-- START OF Records shown --

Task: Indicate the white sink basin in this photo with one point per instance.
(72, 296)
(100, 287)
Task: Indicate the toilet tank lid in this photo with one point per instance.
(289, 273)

-- END OF Records shown --
-- START OF Records shown --

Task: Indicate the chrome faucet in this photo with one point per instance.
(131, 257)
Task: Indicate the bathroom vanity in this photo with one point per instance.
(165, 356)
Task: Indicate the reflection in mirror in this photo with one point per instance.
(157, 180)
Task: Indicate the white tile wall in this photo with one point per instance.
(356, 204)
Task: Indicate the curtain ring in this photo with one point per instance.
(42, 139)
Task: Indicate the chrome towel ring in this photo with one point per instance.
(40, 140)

-- END OF Records shown --

What is needed:
Locate every line in the items above that contains the word "Indicate", and copy each one.

Worked answer:
Task: Indicate the white sink basin in this photo with one point per instance.
Task: Indicate the toilet tank lid in this photo with one point per instance.
Task: Indicate the chrome faucet in this photo with one point per instance.
Task: Indicate the bathroom vanity in this photo with one point per instance.
Task: Indicate the reflection in mirror in this photo with one point per instance.
Task: Indicate the white tile wall in this photo with one point per instance.
Task: Indicate the curtain ring in this photo with one point per instance.
Task: Indicate the chrome towel ring in this photo with one point per instance.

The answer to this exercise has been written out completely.